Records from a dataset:
▬▬▬▬▬▬▬▬▬▬

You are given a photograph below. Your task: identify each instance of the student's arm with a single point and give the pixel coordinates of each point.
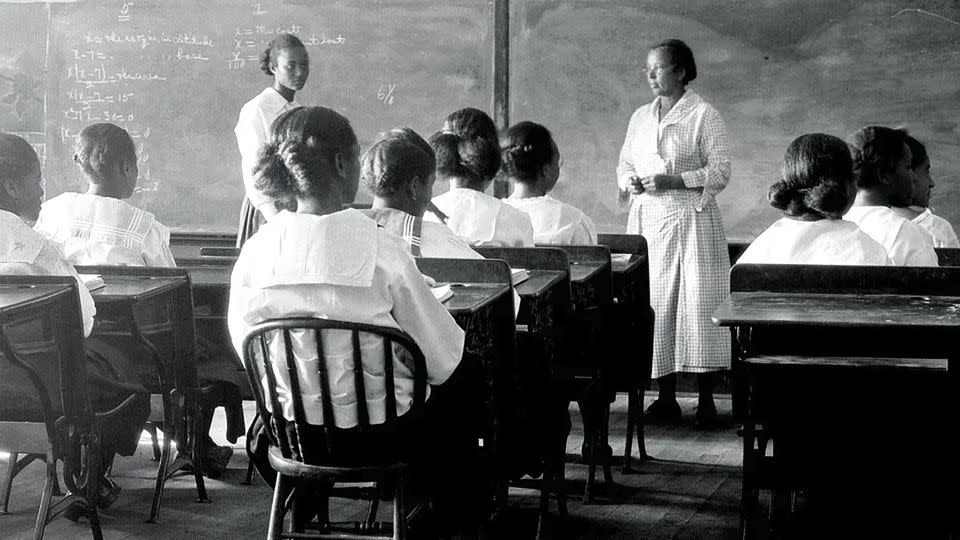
(625, 170)
(712, 144)
(156, 247)
(426, 321)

▬▬▬▬▬▬▬▬▬▬

INSTRUCTIONS TO FOLLOW :: Exclude the pictures and print the rest of the data exactly.

RESPONSE TO THIS TASK ::
You are given a photograph below. Your task: identify each instance of the student's arm with a single point and give the pixel coordinates of each point.
(625, 170)
(712, 144)
(156, 247)
(426, 321)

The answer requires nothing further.